Dataset entries |
========================================================================

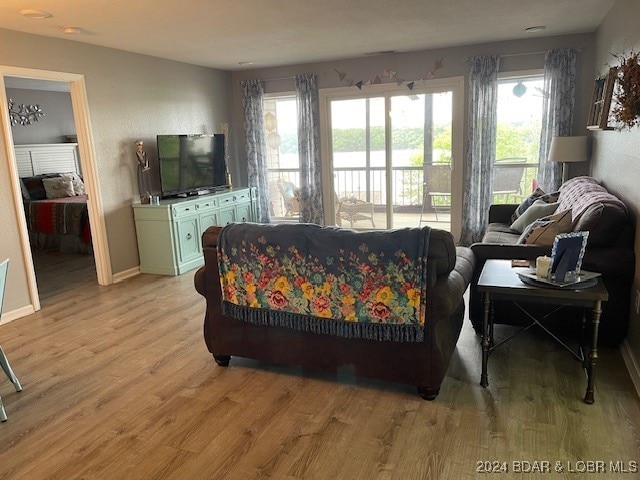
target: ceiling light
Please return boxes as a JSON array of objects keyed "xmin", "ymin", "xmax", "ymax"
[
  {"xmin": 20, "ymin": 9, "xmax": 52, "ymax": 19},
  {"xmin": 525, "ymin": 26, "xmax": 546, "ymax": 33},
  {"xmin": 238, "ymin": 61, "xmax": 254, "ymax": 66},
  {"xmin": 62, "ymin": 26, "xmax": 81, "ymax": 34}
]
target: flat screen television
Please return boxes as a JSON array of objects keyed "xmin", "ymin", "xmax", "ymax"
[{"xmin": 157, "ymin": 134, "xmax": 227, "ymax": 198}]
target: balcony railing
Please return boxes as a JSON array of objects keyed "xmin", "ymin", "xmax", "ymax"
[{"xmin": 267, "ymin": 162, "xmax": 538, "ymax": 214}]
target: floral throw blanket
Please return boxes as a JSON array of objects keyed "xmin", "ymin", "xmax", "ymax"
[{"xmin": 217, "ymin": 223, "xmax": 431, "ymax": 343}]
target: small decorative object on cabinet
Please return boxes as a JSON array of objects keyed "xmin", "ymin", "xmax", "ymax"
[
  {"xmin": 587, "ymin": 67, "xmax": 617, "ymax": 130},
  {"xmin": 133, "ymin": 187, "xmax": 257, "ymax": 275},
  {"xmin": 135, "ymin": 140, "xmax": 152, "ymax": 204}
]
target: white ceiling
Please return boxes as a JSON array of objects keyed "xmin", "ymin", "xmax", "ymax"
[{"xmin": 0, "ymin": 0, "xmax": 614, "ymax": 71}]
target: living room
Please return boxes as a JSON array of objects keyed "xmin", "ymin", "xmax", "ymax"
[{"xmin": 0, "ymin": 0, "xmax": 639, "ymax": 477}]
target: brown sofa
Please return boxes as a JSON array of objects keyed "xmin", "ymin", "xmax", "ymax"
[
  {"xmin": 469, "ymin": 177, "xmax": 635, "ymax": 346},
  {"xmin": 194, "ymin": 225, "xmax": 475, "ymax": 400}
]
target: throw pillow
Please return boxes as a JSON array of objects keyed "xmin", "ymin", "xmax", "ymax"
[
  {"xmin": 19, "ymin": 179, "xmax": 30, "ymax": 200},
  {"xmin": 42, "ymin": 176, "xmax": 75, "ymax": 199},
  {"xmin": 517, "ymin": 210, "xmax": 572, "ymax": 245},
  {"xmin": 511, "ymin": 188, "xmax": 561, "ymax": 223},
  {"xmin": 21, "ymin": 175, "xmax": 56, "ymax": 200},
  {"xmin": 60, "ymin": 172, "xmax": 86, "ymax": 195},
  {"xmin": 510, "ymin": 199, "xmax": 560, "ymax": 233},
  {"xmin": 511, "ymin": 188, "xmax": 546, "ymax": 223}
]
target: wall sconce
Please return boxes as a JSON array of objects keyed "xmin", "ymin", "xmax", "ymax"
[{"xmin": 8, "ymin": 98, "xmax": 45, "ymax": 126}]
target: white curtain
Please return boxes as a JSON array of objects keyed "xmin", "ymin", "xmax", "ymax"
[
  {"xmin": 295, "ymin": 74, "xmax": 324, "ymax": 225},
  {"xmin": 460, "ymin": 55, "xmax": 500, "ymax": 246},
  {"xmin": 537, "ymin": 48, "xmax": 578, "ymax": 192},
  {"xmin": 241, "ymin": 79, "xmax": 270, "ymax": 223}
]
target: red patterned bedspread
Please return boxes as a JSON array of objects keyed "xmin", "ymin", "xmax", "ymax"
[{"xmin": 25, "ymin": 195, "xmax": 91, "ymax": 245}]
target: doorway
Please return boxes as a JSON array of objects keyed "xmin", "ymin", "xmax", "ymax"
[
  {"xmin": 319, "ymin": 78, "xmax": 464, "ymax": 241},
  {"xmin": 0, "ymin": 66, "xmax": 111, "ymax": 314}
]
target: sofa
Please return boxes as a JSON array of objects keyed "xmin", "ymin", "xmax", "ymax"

========================================================================

Reproduce each line of the records in which the word "ceiling" appears.

target: ceiling light
target: white ceiling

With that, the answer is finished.